§ WHAT IS NEEDED: Line by line, the entries below are to be reproduced unaltered.

§ PROVIDED DATA:
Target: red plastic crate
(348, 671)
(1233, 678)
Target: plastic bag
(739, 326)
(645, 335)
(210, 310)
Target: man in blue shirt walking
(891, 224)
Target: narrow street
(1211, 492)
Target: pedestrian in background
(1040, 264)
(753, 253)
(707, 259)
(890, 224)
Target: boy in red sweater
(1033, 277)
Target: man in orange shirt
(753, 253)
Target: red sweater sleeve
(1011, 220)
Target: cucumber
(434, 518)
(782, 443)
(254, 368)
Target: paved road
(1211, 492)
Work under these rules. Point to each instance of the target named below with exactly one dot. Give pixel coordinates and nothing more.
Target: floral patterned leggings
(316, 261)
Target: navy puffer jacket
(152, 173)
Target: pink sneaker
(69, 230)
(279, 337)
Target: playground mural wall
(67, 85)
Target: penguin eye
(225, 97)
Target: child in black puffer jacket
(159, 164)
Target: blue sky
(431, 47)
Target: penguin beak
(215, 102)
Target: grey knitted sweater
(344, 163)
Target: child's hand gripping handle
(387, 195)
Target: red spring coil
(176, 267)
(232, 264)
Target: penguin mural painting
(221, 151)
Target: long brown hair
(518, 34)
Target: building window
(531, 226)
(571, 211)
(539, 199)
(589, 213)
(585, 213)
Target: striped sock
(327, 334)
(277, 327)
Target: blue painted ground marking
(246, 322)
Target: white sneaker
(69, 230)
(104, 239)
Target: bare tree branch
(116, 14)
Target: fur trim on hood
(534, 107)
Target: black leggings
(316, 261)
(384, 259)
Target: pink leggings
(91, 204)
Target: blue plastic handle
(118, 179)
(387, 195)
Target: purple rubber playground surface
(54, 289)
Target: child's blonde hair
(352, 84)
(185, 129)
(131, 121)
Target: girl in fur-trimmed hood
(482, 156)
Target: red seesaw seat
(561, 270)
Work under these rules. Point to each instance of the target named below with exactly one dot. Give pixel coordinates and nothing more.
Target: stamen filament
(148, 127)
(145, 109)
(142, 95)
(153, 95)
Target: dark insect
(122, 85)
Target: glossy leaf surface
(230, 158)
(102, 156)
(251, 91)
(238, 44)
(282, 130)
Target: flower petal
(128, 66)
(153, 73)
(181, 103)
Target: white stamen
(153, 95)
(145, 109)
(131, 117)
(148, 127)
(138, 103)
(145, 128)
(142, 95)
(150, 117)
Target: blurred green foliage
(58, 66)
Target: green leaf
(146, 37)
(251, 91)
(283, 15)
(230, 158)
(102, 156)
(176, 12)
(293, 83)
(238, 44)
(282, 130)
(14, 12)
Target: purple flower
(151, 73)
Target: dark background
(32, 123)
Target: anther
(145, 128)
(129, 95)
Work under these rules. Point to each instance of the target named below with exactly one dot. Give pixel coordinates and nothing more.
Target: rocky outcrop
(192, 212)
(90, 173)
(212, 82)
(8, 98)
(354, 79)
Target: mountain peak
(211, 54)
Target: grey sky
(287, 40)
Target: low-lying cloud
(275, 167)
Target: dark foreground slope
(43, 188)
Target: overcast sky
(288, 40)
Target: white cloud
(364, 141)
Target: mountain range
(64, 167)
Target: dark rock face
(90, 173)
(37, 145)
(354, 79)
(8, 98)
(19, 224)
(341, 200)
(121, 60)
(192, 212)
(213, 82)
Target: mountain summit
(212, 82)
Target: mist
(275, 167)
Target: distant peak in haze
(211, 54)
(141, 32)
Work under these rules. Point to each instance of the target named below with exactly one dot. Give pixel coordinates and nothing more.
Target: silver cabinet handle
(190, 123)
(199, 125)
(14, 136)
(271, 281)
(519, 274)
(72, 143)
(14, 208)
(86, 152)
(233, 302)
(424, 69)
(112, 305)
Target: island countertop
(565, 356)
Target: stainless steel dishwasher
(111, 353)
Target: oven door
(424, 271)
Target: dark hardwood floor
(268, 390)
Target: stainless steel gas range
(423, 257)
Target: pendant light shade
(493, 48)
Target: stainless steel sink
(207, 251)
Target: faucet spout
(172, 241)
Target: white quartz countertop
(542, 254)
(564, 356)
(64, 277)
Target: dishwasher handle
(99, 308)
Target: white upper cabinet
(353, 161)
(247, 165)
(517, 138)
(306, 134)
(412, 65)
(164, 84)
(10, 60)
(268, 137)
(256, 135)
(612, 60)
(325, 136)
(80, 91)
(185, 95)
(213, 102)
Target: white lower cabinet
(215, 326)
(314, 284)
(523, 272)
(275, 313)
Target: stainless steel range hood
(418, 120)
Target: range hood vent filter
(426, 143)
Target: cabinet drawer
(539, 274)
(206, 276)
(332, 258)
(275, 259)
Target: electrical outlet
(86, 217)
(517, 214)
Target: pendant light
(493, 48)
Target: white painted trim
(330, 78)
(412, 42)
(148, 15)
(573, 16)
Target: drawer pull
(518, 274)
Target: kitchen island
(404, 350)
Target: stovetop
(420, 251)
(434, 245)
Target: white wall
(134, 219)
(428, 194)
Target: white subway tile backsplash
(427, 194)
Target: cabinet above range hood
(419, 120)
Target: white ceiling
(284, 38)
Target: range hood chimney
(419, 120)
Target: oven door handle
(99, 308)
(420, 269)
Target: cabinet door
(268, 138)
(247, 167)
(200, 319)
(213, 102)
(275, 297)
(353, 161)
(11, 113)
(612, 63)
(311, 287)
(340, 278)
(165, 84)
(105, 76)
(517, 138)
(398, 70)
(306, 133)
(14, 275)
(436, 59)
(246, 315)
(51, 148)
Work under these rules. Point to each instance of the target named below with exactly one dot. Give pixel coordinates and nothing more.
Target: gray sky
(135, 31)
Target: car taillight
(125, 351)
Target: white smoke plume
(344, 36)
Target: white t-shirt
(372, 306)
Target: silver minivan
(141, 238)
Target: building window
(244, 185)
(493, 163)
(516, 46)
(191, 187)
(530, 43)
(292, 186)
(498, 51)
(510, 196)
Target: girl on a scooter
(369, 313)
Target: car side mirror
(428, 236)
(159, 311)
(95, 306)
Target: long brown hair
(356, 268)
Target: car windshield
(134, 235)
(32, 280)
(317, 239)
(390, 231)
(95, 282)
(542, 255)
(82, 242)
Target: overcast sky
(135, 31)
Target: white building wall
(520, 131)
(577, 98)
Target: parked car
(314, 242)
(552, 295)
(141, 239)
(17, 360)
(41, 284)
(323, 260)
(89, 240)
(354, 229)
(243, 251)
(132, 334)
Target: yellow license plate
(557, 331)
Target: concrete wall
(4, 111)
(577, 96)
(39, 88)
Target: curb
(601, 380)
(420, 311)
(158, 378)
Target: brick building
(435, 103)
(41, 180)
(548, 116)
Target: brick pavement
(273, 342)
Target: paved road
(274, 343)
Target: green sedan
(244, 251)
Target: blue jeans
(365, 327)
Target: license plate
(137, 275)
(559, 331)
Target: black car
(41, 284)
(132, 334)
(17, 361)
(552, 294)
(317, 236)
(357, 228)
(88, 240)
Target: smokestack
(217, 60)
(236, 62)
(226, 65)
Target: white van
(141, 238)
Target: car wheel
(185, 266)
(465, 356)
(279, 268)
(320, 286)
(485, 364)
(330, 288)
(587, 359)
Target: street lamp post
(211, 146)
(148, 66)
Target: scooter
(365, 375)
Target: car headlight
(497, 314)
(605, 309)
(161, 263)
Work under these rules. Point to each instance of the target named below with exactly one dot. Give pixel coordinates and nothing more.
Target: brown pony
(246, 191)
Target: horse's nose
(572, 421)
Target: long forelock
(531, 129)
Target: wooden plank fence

§ ANSWER TO THIS TASK:
Target: red plastic crate
(348, 671)
(1233, 678)
Target: plastic bag
(739, 326)
(645, 335)
(210, 310)
Target: man in blue shirt walking
(891, 224)
Target: narrow street
(1211, 492)
Target: pedestrian in background
(1040, 264)
(753, 253)
(707, 259)
(890, 224)
Target: boy in red sweater
(1033, 277)
Target: man in orange shirt
(753, 253)
Target: red sweater sleeve
(1011, 220)
Target: cucumber
(434, 518)
(782, 443)
(254, 368)
Target: paved road
(1211, 492)
Work under these rules. Point to each instance of the target named below with exactly one dot. Give pixel coordinates and nothing more.
Target: floral patterned leggings
(316, 261)
Target: navy puffer jacket
(152, 173)
Target: pink sneaker
(69, 230)
(279, 337)
Target: playground mural wall
(67, 85)
Target: penguin eye
(225, 97)
Target: child in black puffer jacket
(159, 164)
Target: blue sky
(431, 47)
Target: penguin beak
(215, 102)
Target: grey knitted sweater
(344, 163)
Target: child's hand gripping handle
(387, 195)
Target: red spring coil
(176, 267)
(232, 264)
Target: penguin mural painting
(221, 151)
Target: long brown hair
(518, 34)
Target: building window
(531, 226)
(571, 211)
(539, 199)
(589, 213)
(585, 213)
Target: striped sock
(327, 334)
(277, 327)
Target: blue painted ground marking
(246, 322)
Target: white sneaker
(69, 230)
(104, 239)
Target: bare tree branch
(116, 14)
Target: fur trim on hood
(534, 107)
Target: black leggings
(316, 261)
(384, 259)
Target: pink leggings
(91, 204)
Target: blue plastic handle
(118, 179)
(387, 195)
Target: purple rubber playground surface
(54, 289)
Target: child's blonde hair
(352, 84)
(185, 129)
(131, 121)
Target: girl in fur-trimmed hood
(482, 156)
Target: red seesaw seat
(561, 270)
Work under these rules. Point to each instance of the target named below with exactly one dot. Give pixel coordinates and nothing more.
Target: stamen filament
(148, 127)
(145, 109)
(142, 95)
(153, 95)
Target: dark insect
(122, 85)
Target: glossy leaf surface
(230, 158)
(102, 156)
(251, 91)
(238, 44)
(282, 130)
Target: flower petal
(128, 66)
(153, 73)
(181, 103)
Target: white stamen
(153, 95)
(145, 109)
(131, 117)
(148, 127)
(138, 103)
(145, 128)
(142, 95)
(150, 117)
Target: blurred green foliage
(58, 66)
Target: green leaf
(146, 37)
(251, 91)
(283, 15)
(230, 158)
(102, 156)
(176, 12)
(293, 83)
(238, 44)
(282, 130)
(14, 12)
Target: purple flower
(151, 73)
Target: dark background
(32, 123)
Target: anther
(145, 128)
(129, 95)
Work under these rules. Point to each instance of the target named below with exactly one dot. Give pixel coordinates and nothing more.
Target: rocky outcrop
(192, 212)
(90, 173)
(212, 82)
(8, 98)
(354, 79)
Target: mountain peak
(211, 54)
Target: grey sky
(287, 40)
Target: low-lying cloud
(275, 167)
Target: dark foreground slope
(43, 188)
Target: overcast sky
(288, 40)
Target: white cloud
(364, 141)
Target: mountain range
(64, 167)
Target: dark rock face
(90, 173)
(37, 145)
(354, 79)
(8, 98)
(19, 224)
(341, 200)
(121, 60)
(192, 212)
(213, 82)
Target: mountain summit
(212, 82)
Target: mist
(275, 167)
Target: distant peak in haze
(211, 54)
(141, 32)
Work under these rules. Point to each instance of the target named below with exactly one dot. Give pixel coordinates and nothing more.
Target: silver cabinet handle
(190, 123)
(199, 125)
(14, 136)
(271, 281)
(519, 274)
(72, 143)
(14, 208)
(86, 152)
(233, 302)
(424, 69)
(112, 305)
Target: island countertop
(565, 356)
Target: stainless steel dishwasher
(111, 353)
Target: oven door
(424, 271)
Target: dark hardwood floor
(268, 390)
Target: stainless steel gas range
(423, 257)
Target: pendant light shade
(493, 48)
Target: stainless steel sink
(207, 251)
Target: faucet spout
(172, 241)
Target: white quartz countertop
(542, 254)
(564, 356)
(64, 277)
Target: dishwasher handle
(99, 308)
Target: white upper cabinet
(353, 161)
(247, 165)
(517, 138)
(306, 134)
(412, 65)
(164, 84)
(10, 60)
(268, 137)
(256, 135)
(612, 60)
(325, 136)
(80, 91)
(185, 95)
(213, 102)
Target: white lower cabinet
(215, 326)
(314, 284)
(523, 272)
(275, 313)
Target: stainless steel range hood
(418, 120)
Target: range hood vent filter
(426, 143)
Target: cabinet drawer
(539, 274)
(206, 276)
(332, 258)
(275, 259)
Target: electrical outlet
(86, 217)
(517, 214)
Target: pendant light
(493, 48)
Target: white painted trim
(330, 78)
(412, 42)
(148, 15)
(573, 16)
Target: drawer pull
(518, 274)
Target: kitchen island
(404, 350)
Target: stovetop
(420, 251)
(434, 245)
Target: white wall
(134, 219)
(428, 194)
Target: white subway tile backsplash
(427, 194)
Target: cabinet above range hood
(419, 120)
Target: white ceiling
(284, 38)
Target: range hood chimney
(419, 120)
Target: oven door handle
(99, 308)
(420, 269)
Target: cabinet door
(268, 138)
(247, 167)
(200, 319)
(213, 102)
(275, 297)
(353, 161)
(11, 113)
(612, 63)
(311, 287)
(340, 278)
(165, 84)
(105, 76)
(517, 138)
(398, 70)
(306, 133)
(14, 275)
(436, 59)
(246, 315)
(51, 148)
Work under these rules. Point to each instance of the target named below with exactly one dot. Give pixel coordinates and nothing more.
Target: gray sky
(135, 31)
Target: car taillight
(125, 351)
Target: white smoke plume
(344, 36)
Target: white t-shirt
(372, 306)
Target: silver minivan
(141, 238)
Target: building window
(244, 185)
(493, 163)
(516, 46)
(191, 187)
(530, 43)
(292, 186)
(498, 51)
(510, 196)
Target: girl on a scooter
(369, 313)
Target: car side mirror
(428, 236)
(159, 311)
(95, 306)
Target: long brown hair
(356, 268)
Target: car windshield
(134, 235)
(32, 280)
(317, 239)
(390, 231)
(95, 282)
(542, 255)
(82, 242)
Target: overcast sky
(135, 31)
Target: white building wall
(520, 131)
(577, 98)
Target: parked car
(314, 242)
(552, 295)
(141, 239)
(17, 360)
(41, 284)
(323, 260)
(89, 240)
(354, 229)
(243, 251)
(132, 334)
Target: yellow license plate
(557, 331)
Target: concrete wall
(4, 111)
(577, 96)
(39, 88)
Target: curb
(601, 380)
(420, 311)
(158, 378)
Target: brick building
(435, 103)
(41, 180)
(548, 116)
Target: brick pavement
(273, 342)
Target: paved road
(274, 343)
Target: green sedan
(244, 251)
Target: blue jeans
(365, 327)
Target: license plate
(137, 275)
(559, 331)
Target: black car
(41, 284)
(132, 334)
(17, 361)
(552, 294)
(317, 236)
(357, 228)
(88, 240)
Target: smokestack
(217, 60)
(236, 62)
(226, 65)
Target: white van
(141, 238)
Target: car wheel
(185, 266)
(465, 356)
(279, 268)
(320, 286)
(485, 364)
(330, 288)
(587, 359)
Target: street lamp post
(211, 146)
(148, 66)
Target: scooter
(365, 375)
Target: car headlight
(497, 314)
(605, 309)
(161, 263)
Work under these rules. Point to each instance of the target named below with exactly one dot. Give pixel coordinates and nothing more.
Target: brown pony
(246, 191)
Target: horse's nose
(572, 421)
Target: long forelock
(531, 129)
Target: wooden plank fence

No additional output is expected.